Soal Latihan: Kembalikan teks berita tentang petani sayuran di Bandungan secara utuh, sama persis tanpa perubahan sedikit pun.

Teks yang Diberikan:
┄┄┄┄┄┄┄┄┄┄
Kamis 02 Sep 2021 17:05 WIB

Petani Sayuran Masih Gigit Jari Saat Pasar Mulai Menggeliat

Harga jual berbagai komoditas hortikultura cenderung terjun bebas.

Rep: Bowo Pribadi/ Red: Muhammad Fakhruddin
Sejmlah Petani di Dusun Blanten Kidul, Desa Sidomukti, Kecamatan Bandungan memanen sawi di ladangnya, Kamis (2/9). Nasib petani berbagai komoditas hortikultura di desa tersebut masih belum terdampak meski aktivitas perekonomian yang dilonggarkan mulai menggeliat.
Foto: Republika/bowo pribadi
Sejmlah Petani di Dusun Blanten Kidul, Desa Sidomukti, Kecamatan Bandungan memanen sawi di ladangnya, Kamis (2/9). Nasib petani berbagai komoditas hortikultura di desa tersebut masih belum terdampak meski aktivitas perekonomian yang dilonggarkan mulai menggeliat.

REPUBLIKA.CO.ID,UNGARAN — Meningkatnya aktivitas sejumlah pusat perekonomian di wilayah PPKM level 2, Semarang Raya belum cukup berpengaruh bagi para petani sentra produksi sayuran, di wilayah Kecamatan Bandungan, Kabupaten Semarang, Jawa Tengah.

Di saat aktivitas pasar tradisional maupun pusat perekonomian warga lainnya mulai menggeliat oleh sejumlah kebijakan pelonggaran, para petani masih harus gigit jari, akibat harga jual berbagai komoditas hortikultura yang cenderung ‘terjun bebas’.
┄┄┄┄┄┄┄┄┄┄
Entri data hasil ekstraksi:
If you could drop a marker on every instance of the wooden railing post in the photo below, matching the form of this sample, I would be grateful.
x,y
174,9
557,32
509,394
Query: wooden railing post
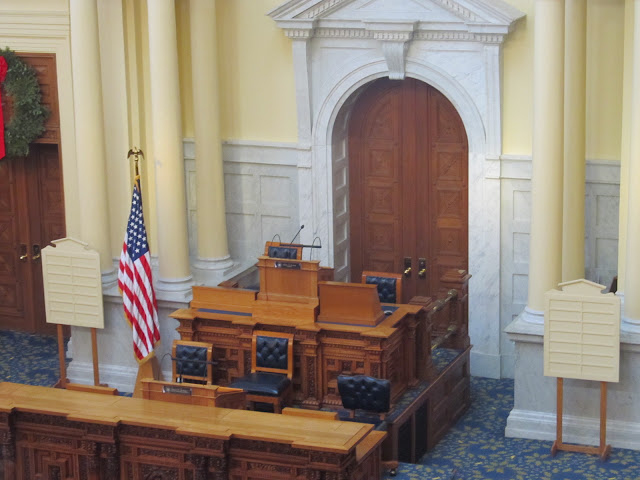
x,y
459,309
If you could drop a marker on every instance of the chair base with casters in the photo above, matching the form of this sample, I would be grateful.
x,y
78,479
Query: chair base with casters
x,y
271,370
369,394
389,285
264,387
192,362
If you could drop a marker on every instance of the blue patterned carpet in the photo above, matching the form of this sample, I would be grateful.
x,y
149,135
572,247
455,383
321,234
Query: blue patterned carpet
x,y
474,449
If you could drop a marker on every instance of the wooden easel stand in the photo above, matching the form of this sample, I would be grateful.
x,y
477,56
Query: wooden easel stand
x,y
603,450
97,387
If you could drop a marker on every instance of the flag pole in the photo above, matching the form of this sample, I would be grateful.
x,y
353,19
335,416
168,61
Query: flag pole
x,y
149,368
136,153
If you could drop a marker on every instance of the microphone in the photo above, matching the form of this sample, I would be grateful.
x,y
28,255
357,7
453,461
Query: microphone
x,y
295,236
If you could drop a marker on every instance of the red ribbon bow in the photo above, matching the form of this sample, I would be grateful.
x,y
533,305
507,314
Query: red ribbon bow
x,y
3,73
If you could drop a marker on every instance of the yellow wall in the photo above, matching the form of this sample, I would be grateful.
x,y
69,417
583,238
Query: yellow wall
x,y
605,51
257,89
517,108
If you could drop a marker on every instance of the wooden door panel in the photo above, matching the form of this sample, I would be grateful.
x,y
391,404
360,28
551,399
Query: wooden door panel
x,y
375,179
13,285
31,213
51,198
44,65
408,183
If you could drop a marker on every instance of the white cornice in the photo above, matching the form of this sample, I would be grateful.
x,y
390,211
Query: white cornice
x,y
486,21
47,24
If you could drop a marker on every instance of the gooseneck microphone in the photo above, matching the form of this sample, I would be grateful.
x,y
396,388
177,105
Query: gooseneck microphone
x,y
298,233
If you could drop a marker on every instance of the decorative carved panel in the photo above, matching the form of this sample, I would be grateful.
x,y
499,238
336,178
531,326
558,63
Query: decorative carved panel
x,y
407,181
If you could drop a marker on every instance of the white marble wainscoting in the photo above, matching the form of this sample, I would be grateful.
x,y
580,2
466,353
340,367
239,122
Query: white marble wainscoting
x,y
118,366
601,237
601,221
261,195
534,412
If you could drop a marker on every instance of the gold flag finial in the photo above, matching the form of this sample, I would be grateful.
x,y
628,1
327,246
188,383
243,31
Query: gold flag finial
x,y
137,153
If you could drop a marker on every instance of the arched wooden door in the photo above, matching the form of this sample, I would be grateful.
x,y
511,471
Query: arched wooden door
x,y
31,212
408,157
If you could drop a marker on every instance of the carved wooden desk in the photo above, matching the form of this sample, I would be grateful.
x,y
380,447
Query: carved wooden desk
x,y
396,349
50,433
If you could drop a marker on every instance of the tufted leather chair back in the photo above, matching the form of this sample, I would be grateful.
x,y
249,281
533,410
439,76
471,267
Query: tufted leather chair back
x,y
361,392
192,361
272,352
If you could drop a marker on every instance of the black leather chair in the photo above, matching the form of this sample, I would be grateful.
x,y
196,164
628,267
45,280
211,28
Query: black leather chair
x,y
285,251
389,285
271,370
192,362
369,394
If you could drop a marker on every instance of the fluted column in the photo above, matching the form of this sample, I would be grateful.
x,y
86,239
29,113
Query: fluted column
x,y
631,315
625,143
213,251
574,139
545,259
168,158
90,144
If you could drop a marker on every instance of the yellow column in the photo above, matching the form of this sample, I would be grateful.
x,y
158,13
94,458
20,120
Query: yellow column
x,y
90,144
545,259
574,139
625,141
632,264
173,246
213,252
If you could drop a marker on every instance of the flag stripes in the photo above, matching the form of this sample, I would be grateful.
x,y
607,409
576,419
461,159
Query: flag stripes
x,y
136,282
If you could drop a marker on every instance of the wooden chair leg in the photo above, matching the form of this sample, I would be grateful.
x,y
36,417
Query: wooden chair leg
x,y
391,466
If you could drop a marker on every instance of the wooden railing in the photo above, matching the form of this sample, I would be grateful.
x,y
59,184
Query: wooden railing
x,y
448,316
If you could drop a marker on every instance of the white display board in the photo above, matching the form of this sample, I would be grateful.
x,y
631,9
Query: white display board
x,y
582,332
72,284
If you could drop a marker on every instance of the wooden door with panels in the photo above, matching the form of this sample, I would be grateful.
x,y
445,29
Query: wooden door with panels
x,y
31,211
408,172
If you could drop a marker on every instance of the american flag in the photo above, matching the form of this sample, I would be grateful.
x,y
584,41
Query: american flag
x,y
136,284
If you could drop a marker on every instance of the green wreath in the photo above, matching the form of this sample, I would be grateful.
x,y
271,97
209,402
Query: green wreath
x,y
29,114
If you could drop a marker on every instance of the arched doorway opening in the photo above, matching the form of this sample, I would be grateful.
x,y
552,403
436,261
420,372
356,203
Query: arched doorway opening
x,y
408,184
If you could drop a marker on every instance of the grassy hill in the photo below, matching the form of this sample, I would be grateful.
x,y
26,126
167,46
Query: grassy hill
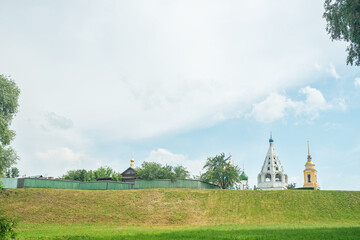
x,y
181,207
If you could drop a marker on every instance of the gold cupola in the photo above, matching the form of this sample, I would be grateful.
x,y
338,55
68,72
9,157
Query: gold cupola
x,y
310,173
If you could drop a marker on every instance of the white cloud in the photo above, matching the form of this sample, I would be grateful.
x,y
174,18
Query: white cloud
x,y
333,72
357,82
271,109
276,106
164,156
55,121
125,70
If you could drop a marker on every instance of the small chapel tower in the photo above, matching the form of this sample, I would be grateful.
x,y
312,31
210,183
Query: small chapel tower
x,y
243,181
272,175
310,173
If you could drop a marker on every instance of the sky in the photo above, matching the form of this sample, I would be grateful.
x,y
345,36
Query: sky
x,y
176,82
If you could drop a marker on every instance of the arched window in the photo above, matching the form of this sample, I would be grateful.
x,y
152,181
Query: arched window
x,y
278,177
267,177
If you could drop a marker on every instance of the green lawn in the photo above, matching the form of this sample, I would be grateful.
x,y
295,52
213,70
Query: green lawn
x,y
90,231
183,214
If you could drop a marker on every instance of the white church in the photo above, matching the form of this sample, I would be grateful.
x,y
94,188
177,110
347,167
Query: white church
x,y
272,175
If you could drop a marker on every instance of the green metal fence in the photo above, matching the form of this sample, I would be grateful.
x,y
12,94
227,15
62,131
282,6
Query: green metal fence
x,y
47,183
166,183
9,182
107,185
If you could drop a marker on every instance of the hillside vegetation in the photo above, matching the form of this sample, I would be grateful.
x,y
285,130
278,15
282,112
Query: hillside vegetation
x,y
181,206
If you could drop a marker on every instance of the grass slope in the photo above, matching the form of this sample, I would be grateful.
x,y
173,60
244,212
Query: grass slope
x,y
181,207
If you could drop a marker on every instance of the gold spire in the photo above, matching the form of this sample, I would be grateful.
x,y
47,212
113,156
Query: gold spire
x,y
132,161
230,159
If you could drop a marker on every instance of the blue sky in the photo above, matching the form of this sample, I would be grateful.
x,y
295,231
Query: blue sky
x,y
179,81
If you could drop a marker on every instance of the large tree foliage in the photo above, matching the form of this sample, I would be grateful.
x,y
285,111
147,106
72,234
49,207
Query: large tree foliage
x,y
220,172
153,170
343,23
92,175
9,94
12,172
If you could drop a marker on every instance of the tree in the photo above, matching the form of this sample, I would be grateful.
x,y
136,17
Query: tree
x,y
343,23
220,172
13,172
9,94
181,172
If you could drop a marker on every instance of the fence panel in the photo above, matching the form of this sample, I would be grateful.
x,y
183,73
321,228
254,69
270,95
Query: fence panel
x,y
119,186
9,182
93,185
47,183
166,183
139,184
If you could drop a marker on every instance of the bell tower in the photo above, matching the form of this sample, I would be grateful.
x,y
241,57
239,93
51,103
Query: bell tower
x,y
310,173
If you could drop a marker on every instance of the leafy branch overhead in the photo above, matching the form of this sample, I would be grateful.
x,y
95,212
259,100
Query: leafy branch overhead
x,y
343,23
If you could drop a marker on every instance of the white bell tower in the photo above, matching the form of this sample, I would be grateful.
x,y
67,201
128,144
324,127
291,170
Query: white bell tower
x,y
272,175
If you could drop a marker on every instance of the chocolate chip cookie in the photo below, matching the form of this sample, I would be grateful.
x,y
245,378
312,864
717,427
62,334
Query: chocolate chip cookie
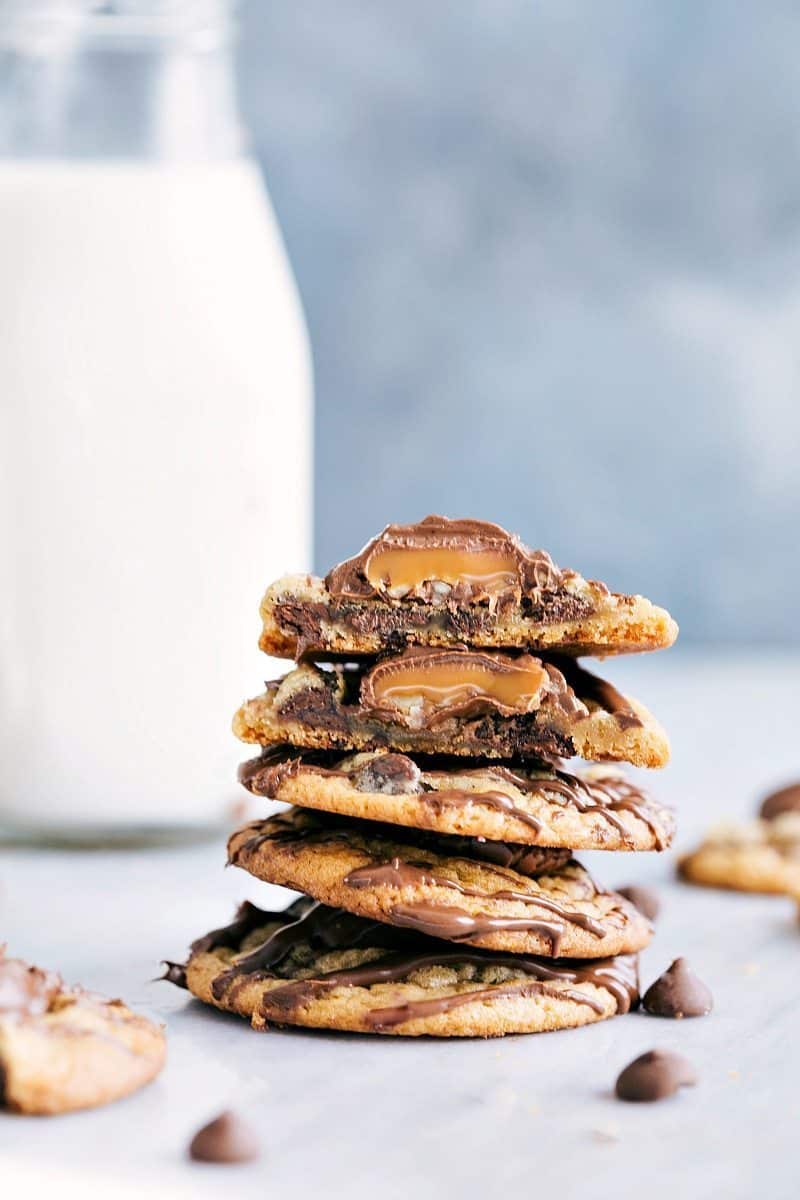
x,y
458,702
443,582
64,1048
425,885
536,804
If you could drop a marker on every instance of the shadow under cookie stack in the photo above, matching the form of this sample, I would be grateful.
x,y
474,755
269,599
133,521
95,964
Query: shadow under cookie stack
x,y
420,745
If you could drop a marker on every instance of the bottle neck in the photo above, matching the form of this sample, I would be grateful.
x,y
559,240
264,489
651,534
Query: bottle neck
x,y
144,81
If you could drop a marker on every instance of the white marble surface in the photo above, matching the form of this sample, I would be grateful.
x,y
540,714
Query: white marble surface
x,y
343,1116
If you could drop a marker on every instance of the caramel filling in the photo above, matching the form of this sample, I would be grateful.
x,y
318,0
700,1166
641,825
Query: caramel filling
x,y
449,684
404,568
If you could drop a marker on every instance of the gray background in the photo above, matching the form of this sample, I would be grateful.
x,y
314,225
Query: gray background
x,y
549,258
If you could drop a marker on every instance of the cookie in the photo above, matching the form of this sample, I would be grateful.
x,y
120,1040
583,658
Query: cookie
x,y
459,702
64,1048
325,969
761,856
379,873
534,805
443,582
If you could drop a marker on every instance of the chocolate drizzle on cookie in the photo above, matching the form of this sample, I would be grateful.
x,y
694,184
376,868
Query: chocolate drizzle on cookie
x,y
307,929
603,795
594,689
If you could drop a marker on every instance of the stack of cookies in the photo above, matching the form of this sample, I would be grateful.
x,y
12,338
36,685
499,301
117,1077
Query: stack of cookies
x,y
420,743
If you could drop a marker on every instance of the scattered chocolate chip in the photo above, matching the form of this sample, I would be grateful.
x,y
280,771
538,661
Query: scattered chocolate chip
x,y
227,1139
644,899
391,774
787,799
678,993
654,1077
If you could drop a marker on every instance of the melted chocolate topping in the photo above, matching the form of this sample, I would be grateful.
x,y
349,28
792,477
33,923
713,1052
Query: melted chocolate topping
x,y
300,827
488,563
593,688
605,796
324,929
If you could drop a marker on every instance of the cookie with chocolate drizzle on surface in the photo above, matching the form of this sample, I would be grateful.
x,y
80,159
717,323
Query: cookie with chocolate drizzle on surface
x,y
428,883
325,969
536,804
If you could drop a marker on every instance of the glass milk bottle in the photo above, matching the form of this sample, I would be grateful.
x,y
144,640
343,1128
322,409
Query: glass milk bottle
x,y
155,418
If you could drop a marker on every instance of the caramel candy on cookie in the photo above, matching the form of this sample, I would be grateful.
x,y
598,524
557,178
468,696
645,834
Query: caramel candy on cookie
x,y
458,702
443,582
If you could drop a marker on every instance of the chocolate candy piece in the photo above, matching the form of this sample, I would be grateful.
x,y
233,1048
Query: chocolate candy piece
x,y
654,1077
437,556
787,799
227,1139
644,899
389,774
678,993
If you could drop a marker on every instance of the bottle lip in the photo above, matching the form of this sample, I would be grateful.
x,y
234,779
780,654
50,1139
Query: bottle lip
x,y
198,24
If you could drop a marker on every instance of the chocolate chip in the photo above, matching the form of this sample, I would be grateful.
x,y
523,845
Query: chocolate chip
x,y
644,899
678,993
227,1139
391,774
654,1077
787,799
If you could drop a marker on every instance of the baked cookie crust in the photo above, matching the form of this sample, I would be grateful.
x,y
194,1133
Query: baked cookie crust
x,y
324,969
572,713
443,582
414,883
594,808
759,856
64,1048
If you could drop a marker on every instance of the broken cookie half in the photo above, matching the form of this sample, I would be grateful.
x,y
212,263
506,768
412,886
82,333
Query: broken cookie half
x,y
458,702
443,582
┄┄┄┄┄┄┄┄┄┄
Penyelesaian Soal:
Kamis 02 Sep 2021 17:05 WIB

Petani Sayuran Masih Gigit Jari Saat Pasar Mulai Menggeliat

Harga jual berbagai komoditas hortikultura cenderung terjun bebas.

Rep: Bowo Pribadi/ Red: Muhammad Fakhruddin
Sejmlah Petani di Dusun Blanten Kidul, Desa Sidomukti, Kecamatan Bandungan memanen sawi di ladangnya, Kamis (2/9). Nasib petani berbagai komoditas hortikultura di desa tersebut masih belum terdampak meski aktivitas perekonomian yang dilonggarkan mulai menggeliat.
Foto: Republika/bowo pribadi
Sejmlah Petani di Dusun Blanten Kidul, Desa Sidomukti, Kecamatan Bandungan memanen sawi di ladangnya, Kamis (2/9). Nasib petani berbagai komoditas hortikultura di desa tersebut masih belum terdampak meski aktivitas perekonomian yang dilonggarkan mulai menggeliat.

REPUBLIKA.CO.ID,UNGARAN — Meningkatnya aktivitas sejumlah pusat perekonomian di wilayah PPKM level 2, Semarang Raya belum cukup berpengaruh bagi para petani sentra produksi sayuran, di wilayah Kecamatan Bandungan, Kabupaten Semarang, Jawa Tengah.

Di saat aktivitas pasar tradisional maupun pusat perekonomian warga lainnya mulai menggeliat oleh sejumlah kebijakan pelonggaran, para petani masih harus gigit jari, akibat harga jual berbagai komoditas hortikultura yang cenderung ‘terjun bebas’.